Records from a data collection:
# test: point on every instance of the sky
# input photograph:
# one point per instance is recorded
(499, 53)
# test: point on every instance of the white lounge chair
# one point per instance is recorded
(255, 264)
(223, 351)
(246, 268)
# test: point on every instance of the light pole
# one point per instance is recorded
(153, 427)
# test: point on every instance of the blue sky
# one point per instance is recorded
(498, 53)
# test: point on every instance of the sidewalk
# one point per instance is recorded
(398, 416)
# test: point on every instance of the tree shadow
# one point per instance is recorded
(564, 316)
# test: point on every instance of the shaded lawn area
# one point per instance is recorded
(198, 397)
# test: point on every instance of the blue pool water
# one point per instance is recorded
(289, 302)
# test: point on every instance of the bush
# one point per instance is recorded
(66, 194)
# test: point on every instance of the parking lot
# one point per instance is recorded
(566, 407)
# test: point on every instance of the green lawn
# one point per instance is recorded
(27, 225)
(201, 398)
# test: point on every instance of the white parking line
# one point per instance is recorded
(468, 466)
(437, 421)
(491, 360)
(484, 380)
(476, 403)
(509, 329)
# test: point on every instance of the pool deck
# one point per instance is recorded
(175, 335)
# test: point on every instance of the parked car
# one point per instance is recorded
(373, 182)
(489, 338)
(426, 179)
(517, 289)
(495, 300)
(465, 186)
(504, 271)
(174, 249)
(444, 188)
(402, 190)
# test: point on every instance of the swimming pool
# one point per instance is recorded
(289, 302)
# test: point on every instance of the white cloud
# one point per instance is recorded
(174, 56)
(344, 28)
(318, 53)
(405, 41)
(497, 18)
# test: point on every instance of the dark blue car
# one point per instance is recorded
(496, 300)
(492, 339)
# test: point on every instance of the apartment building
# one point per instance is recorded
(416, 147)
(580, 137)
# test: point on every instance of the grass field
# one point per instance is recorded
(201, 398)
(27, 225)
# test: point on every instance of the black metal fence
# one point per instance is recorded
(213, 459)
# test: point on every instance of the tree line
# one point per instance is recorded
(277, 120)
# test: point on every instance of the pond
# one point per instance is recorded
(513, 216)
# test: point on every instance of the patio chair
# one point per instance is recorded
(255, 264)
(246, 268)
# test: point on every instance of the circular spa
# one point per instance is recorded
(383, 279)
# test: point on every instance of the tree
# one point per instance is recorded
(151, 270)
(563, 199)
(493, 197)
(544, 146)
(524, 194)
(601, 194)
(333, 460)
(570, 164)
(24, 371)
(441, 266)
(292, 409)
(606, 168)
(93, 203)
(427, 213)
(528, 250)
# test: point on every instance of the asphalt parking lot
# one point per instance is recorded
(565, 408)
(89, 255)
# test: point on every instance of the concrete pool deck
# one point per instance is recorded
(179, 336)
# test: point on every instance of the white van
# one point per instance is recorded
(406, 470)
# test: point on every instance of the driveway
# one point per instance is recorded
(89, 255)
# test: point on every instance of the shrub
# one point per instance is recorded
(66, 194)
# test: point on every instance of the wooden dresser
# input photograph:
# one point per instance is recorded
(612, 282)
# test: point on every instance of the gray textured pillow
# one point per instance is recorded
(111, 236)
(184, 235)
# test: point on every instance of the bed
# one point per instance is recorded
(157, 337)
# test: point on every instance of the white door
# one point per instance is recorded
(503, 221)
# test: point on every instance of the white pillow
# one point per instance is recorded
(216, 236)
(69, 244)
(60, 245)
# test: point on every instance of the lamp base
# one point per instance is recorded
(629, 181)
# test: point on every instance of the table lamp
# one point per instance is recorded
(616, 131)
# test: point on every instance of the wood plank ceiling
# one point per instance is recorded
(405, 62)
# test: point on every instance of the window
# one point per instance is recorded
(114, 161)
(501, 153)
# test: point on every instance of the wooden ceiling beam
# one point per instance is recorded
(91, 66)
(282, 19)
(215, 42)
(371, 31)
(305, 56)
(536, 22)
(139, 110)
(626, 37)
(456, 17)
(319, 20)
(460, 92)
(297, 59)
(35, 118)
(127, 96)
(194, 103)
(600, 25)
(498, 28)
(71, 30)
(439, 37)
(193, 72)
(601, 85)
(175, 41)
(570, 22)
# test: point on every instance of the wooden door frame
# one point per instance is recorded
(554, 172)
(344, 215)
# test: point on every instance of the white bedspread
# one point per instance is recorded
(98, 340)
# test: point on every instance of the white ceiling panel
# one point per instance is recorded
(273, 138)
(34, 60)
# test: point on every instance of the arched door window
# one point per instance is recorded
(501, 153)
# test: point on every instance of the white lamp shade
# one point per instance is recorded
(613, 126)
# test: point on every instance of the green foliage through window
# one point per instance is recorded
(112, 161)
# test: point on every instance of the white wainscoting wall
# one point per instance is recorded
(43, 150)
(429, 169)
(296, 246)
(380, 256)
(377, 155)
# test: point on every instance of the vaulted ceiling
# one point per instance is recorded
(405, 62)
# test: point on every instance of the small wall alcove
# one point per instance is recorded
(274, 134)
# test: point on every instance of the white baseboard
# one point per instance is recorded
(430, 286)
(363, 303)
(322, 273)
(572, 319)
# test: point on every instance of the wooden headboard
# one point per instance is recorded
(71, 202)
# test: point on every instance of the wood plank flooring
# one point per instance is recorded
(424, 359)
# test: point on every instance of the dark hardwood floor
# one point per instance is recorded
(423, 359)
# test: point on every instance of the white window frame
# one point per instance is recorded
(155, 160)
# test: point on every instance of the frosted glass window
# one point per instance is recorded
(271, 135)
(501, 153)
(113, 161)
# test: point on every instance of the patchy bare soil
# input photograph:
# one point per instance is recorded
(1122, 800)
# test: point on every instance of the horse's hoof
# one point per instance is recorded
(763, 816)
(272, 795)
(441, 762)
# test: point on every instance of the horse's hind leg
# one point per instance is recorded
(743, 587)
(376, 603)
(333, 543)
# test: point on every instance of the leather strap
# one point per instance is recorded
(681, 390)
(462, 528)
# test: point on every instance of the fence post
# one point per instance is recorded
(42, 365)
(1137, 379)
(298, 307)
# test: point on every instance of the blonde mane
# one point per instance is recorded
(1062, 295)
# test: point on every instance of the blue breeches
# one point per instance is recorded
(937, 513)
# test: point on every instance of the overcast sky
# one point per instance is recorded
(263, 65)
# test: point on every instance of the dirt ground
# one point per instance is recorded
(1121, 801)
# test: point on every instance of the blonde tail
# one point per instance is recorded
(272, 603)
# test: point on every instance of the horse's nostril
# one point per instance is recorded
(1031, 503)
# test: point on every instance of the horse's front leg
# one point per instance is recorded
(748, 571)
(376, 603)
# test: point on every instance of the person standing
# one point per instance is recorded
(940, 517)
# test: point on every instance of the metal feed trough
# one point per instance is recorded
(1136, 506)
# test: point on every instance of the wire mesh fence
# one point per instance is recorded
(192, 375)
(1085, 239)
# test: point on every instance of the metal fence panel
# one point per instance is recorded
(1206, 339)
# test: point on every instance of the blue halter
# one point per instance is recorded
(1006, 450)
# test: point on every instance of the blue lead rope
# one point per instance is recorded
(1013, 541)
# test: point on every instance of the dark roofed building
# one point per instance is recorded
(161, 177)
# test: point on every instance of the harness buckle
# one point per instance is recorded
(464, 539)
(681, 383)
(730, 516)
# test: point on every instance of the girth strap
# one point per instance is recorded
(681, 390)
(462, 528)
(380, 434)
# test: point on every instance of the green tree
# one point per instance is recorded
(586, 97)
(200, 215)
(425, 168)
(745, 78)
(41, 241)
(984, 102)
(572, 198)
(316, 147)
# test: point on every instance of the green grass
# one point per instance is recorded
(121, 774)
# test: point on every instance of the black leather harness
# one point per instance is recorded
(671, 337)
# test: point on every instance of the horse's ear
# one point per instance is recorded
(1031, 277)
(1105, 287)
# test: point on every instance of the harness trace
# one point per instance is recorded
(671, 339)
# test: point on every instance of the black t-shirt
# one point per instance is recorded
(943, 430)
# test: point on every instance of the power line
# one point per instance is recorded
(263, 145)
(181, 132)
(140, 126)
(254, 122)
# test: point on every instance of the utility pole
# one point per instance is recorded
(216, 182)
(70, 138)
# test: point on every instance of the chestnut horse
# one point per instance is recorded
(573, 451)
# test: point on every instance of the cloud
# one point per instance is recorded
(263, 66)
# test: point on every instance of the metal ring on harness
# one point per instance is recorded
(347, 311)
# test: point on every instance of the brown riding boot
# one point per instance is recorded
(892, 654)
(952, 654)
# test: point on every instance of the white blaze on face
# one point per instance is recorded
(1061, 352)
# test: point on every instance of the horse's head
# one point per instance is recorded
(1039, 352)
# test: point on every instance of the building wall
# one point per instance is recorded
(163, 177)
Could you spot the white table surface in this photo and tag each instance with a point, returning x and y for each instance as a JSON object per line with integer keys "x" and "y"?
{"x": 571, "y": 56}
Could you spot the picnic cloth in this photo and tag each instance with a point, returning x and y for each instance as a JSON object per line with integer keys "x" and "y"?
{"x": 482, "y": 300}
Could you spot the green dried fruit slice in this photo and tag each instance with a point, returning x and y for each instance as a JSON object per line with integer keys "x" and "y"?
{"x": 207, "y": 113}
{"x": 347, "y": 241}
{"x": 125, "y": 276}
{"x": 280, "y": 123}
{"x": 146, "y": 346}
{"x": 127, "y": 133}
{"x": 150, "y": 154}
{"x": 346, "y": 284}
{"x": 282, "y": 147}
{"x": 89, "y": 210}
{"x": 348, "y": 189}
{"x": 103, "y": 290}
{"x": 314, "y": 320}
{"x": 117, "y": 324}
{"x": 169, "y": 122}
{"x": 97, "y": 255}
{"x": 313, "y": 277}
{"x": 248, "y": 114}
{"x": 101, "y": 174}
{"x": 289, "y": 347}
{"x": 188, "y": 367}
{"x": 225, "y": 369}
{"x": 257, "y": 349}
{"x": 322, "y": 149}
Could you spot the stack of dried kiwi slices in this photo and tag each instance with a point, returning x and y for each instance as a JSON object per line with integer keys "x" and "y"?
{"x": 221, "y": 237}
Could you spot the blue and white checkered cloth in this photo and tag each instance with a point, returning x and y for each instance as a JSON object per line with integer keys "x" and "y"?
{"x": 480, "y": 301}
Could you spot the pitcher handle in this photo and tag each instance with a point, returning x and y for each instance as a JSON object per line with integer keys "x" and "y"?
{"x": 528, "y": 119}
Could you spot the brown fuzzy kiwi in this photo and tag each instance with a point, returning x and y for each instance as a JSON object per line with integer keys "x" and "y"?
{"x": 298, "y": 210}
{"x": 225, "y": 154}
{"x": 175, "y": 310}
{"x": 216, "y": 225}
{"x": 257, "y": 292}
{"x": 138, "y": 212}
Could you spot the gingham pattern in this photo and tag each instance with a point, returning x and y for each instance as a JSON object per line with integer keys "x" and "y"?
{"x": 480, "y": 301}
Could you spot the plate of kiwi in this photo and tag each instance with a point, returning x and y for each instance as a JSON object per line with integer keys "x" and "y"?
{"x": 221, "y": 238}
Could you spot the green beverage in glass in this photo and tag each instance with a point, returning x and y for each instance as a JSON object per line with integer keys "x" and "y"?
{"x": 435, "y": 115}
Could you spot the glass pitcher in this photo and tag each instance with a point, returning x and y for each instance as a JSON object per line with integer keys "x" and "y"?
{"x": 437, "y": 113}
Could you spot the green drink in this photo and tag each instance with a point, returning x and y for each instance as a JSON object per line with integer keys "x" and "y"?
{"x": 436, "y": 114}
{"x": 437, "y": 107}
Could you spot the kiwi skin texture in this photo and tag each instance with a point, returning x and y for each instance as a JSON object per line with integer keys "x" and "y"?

▶ _EXERCISE DESCRIPTION_: Transcribe each line of the data above, unaltered, from the one where "# test: point on every instance of the white bedspread" appears to the one where "# test: point on every instance of the white baseboard" appears, inclusive of both.

▶ _EXERCISE RESULT_:
# test: point on every instance of the white bedspread
# one point per instance is recorded
(98, 340)
# test: point on every instance of the white ceiling panel
# one point per instance is recorded
(273, 138)
(34, 60)
# test: point on every instance of the arched door window
# one point per instance is recorded
(501, 153)
# test: point on every instance of the white lamp shade
# one point per instance is recorded
(613, 126)
# test: point on every instance of the green foliage through window
# one point per instance is recorded
(112, 161)
# test: point on every instance of the white wainscoting wall
# one point per instance is recorded
(43, 150)
(429, 169)
(296, 246)
(380, 256)
(377, 155)
# test: point on every instance of the vaulted ceiling
# one point per instance is recorded
(405, 62)
# test: point on every instance of the small wall alcove
# one point per instance is recorded
(274, 134)
# test: point on every instance of the white baseboard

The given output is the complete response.